What you will do:
(a) Answer these questions about the Silly Bugger passage:
(i) What is the stated value of Meng Wanzhou's two mansions in Vancouver?
(ii) Which two men boarded a flight home to Canada on September 24th?
(iii) In what year did North Korea and South Korea install a telephone hotline?
(b) Please echo the Silly Bugger passage from "Once played exclusively" up to and including "home to China.".
(c) Carry on the Silly Bugger passage, picking up after its final sentence.

Excerpted passage:

The English rock band The Bus Station Loonies had a hit song “Playing Silly Bugger” about people and politicians acting the fool in the face of serious events.
Once played exclusively by people like Gwyneth Paltrow and Johnny Depp, the game of Silly Bugger is now spreading to whole countries where leaders, assuming the general public is a swarm of nodding psychopaths, are saying and doing things that are both false and frivolous.
Prime example: the scene of two Michaels and a Meng passing each other over the Pacific. After three years under house arrest at one of her two mansions in Vancouver worth $18 million, Meng Wanzhou strikes a plea deal with US prosecutors and on September 24th she boards a flight home to China.
At the same time President Joe Biden (not Prime Minister Justin Trudeau) forced China to release Michael Kovrig and Michael Spavor as part of Meng’s not guilty plea. On September 24th both men boarded a flight home to Canada. Simple enough — Meng’s “get outta jail free” card ends the Chinese hostage taking of two innocent Canadians. China’s official reason for their release after 1000 days in captivity? Health concerns. The timing? A coincidence. Other things the communist dictatorship in Beijing wants us to believe? Panda bears do more than eat, sleep and poop. They also pose for pictures. The Weegers wear straight jackets to improve their posture. “Made In China” guarantees quality and longevity.
In 2018 North Korea and South Korea installed a telephone hotline so that ongoing communication might avoid future confrontation. Last week North Korea stopped picking up the phone! No, I checked, Bell is not involved. The phone system works. It’s just that North Korea is not answering the calls. Not even with a “get lost” answering machine message.
Other things North Korea wants us to believe? Kim Jong-un’s sister is still alive so he has not killed all his closest relatives. He once played a round of 18-hole golf with a score of… 18! He does not have his haircut with just any bowl but the Qing Dynasty $9.5 million Lotus Bowl. (No chips, therefore no sideburns.) In meetings with his best friend Dennis Rodman, they do not flip a coin to see who wears the wedding dress. Tree bark in North Korea is a popular snack.

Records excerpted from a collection
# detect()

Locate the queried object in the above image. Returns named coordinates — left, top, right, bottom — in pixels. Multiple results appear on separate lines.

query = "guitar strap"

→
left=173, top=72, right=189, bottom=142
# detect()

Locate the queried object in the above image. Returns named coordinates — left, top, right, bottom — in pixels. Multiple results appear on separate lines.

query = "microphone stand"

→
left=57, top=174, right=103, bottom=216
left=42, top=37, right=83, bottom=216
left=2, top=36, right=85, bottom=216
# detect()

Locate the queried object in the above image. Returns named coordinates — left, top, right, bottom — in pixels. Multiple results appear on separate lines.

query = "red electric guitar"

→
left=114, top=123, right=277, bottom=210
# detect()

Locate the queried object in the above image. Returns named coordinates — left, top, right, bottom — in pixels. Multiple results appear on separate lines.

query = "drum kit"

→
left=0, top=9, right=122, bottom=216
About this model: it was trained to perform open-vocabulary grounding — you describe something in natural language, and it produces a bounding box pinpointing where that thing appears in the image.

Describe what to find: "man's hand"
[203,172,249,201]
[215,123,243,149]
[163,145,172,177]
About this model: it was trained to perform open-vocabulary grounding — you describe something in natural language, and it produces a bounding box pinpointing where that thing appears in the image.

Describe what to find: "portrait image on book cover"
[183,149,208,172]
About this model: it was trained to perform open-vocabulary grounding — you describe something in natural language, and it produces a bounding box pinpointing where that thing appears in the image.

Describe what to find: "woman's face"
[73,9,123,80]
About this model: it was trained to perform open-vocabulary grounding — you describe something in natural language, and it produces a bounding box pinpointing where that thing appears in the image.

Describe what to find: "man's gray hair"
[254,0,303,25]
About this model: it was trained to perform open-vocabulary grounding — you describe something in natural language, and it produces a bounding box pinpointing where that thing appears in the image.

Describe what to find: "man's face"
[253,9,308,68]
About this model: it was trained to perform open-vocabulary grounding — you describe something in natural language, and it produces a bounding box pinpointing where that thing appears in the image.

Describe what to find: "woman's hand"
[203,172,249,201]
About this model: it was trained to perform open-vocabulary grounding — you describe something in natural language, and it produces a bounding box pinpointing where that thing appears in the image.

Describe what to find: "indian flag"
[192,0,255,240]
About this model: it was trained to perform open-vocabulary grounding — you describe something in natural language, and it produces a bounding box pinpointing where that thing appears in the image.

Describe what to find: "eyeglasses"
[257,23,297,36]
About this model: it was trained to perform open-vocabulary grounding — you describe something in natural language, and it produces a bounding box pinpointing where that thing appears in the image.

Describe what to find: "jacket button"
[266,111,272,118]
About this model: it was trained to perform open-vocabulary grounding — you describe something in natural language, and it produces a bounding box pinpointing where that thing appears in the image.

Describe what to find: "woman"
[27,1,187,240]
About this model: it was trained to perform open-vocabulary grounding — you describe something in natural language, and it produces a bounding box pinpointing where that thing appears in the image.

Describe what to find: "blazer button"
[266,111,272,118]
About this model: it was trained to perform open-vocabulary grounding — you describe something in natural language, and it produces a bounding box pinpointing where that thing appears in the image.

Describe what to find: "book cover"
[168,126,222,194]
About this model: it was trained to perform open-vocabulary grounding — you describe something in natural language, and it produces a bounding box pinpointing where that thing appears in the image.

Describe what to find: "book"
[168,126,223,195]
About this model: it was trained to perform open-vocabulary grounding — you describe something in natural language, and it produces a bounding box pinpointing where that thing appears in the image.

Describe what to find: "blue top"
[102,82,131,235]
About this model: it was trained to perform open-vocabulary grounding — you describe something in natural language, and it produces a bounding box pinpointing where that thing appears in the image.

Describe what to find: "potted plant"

Results:
(a)
(i) $18 million
(ii) Michael Kovrig and Michael Spavor
(iii) 2018

(b)
Once played exclusively by people like Gwyneth Paltrow and Johnny Depp, the game of Silly Bugger is now spreading to whole countries where leaders, assuming the general public is a swarm of nodding psychopaths, are saying and doing things that are both false and frivolous.
Prime example: the scene of two Michaels and a Meng passing each other over the Pacific. After three years under house arrest at one of her two mansions in Vancouver worth $18 million, Meng Wanzhou strikes a plea deal with US prosecutors and on September 24th she boards a flight home to China.

(c)
In the UK, Brexit did not only create a critical shortage of nurses, tens of thousands of truck drivers went back to their EU countries and did not return. Last week a dire shortage of tens of thousands of truck drivers in the UK caused a petrol shortage, long lines, abandoned cars and protests. Boris Johnson who got elected with pro-Brexit lies and is now summoning army officers to drive petrol trucks has… dodged any blame for the catastrophe.
Other things Britain would want us to believe? The prime minister is smart. The weather is sunny. Prince Andrew is innocent. The full English breakfast is a healthy start to the day especially if it includes blood pudding. The Queen will respect the nation’s labour laws and retire when she turns 65.
By now we’ve all seen the horror show at the airport in Kabul, Afghanistan in which people jumped from the wings of departing airplanes, 73 were killed and 140 were wounded in a suicide bombing and thousands of Americans and their allies were left behind. President Joe Biden described America’s ‘cut and run’ as “an extraordinary success!” Other things President Biden would have us believe? His dog Major did not bite a White House security guard, it was chairman of the Joints Chief of Staff Mark Milley who did it! Biden would not like to have Democratic Senator Joe Marchin waterboarded. He has not begged Vice-President Kamela Harris to switch jobs. He has only suggested it.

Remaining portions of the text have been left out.